ARTYKUŁ

────────────────────

Chateau Bela Egon Müller 2005 Štúrovo-Mužla/Juhoslovenska Oblast’ Słowacja Riesling Cena: 59 Alk: 11,50% Kolor: b Nr 6417 www
Legenda (ocena):
8 - wybitnie, prawdziwe arcydzieło
7 - bardzo dobre, wino z dużą klasą
6 - dobre, interesujące
5 - całkiem niezłe, przyzwoite
4 - słabe
Brak gwiazdki
3 - omijać z daleka, wino z wyraźnymi wadami
|
Inne od Egon Müller: Chateau Bela 2007 Štúrovo-Mužl..
Schwarzhofberger, Auslese 2006..
Kanta, Balhannah Vineyard 2005 ..
Schwarzhofberger, Kabinett 199..

────────────────────

WPISY ZBIORU DANYCH
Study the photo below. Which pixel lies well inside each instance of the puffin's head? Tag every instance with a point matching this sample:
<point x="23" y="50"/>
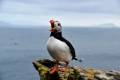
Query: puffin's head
<point x="55" y="26"/>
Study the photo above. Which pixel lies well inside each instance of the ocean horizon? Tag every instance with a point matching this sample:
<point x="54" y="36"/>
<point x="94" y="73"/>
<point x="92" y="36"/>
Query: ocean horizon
<point x="98" y="47"/>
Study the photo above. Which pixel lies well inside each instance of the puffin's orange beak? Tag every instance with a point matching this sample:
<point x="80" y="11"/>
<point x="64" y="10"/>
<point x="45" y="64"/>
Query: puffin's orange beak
<point x="52" y="25"/>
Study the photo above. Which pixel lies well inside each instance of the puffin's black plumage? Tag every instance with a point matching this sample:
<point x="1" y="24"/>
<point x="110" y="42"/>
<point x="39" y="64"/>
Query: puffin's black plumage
<point x="59" y="36"/>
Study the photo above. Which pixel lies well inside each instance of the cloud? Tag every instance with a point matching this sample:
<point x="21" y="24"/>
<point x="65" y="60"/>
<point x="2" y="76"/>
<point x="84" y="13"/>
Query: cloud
<point x="76" y="12"/>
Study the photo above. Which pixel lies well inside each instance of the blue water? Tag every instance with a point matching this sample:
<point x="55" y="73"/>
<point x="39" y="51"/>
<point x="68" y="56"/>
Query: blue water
<point x="99" y="47"/>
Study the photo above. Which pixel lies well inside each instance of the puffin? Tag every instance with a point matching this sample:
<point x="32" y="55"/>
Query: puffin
<point x="60" y="49"/>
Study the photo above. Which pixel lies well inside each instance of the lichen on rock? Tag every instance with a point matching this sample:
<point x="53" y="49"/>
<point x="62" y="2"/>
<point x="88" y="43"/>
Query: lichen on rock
<point x="72" y="73"/>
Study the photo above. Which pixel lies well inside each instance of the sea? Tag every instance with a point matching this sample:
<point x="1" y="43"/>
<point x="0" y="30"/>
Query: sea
<point x="99" y="48"/>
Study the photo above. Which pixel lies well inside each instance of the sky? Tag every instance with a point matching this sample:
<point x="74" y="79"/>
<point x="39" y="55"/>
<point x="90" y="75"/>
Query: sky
<point x="85" y="13"/>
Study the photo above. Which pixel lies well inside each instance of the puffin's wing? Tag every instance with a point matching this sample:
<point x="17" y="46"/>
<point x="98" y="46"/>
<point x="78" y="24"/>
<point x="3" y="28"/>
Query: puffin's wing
<point x="72" y="50"/>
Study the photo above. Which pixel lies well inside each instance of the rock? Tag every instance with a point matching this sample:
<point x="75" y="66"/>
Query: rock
<point x="71" y="73"/>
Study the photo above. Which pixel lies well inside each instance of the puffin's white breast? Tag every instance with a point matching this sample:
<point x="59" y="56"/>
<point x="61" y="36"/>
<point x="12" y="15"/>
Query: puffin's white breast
<point x="58" y="50"/>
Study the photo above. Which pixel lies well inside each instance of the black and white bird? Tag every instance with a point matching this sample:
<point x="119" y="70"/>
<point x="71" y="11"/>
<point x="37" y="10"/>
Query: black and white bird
<point x="59" y="48"/>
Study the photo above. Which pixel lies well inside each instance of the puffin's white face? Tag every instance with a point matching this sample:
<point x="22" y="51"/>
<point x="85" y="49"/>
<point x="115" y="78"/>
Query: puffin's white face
<point x="55" y="26"/>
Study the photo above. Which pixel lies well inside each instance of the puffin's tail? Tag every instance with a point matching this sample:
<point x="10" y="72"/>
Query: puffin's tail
<point x="79" y="60"/>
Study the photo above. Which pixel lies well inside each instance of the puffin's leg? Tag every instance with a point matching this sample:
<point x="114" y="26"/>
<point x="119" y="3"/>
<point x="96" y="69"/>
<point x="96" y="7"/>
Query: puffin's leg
<point x="54" y="68"/>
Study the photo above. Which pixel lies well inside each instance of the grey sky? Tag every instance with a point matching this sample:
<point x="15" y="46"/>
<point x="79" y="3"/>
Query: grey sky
<point x="69" y="12"/>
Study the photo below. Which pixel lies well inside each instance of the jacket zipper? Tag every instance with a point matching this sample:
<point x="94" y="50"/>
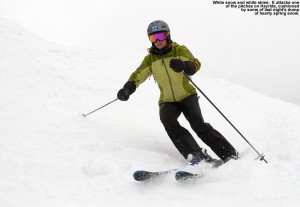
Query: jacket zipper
<point x="168" y="78"/>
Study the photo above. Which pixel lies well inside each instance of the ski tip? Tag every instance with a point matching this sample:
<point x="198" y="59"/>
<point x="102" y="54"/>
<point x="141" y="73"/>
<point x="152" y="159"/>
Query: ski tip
<point x="184" y="176"/>
<point x="139" y="175"/>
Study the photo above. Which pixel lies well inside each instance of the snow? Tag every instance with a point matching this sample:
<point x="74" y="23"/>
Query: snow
<point x="52" y="156"/>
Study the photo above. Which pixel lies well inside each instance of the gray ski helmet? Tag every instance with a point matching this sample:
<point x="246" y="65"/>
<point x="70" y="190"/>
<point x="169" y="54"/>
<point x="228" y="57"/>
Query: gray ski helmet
<point x="157" y="26"/>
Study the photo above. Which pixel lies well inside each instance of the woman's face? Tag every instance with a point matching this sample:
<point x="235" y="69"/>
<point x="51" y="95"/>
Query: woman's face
<point x="160" y="44"/>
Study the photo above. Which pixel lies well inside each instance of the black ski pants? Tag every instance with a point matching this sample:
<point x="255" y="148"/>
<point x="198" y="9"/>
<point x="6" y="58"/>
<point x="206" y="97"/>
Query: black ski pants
<point x="182" y="138"/>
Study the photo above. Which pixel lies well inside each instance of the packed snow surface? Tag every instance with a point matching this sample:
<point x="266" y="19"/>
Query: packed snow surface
<point x="51" y="156"/>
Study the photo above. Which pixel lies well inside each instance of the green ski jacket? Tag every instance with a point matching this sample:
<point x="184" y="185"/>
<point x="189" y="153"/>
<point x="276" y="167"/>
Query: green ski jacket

────────────────────

POLECENIE
Jaką zawartość alkoholu ma wino Chateau Bela z 2005 roku według artykułu? Proszę podać samą wartość. Rekordy nie mają żadnego związku z artykułem.

ROZWIĄZANIE
11,50%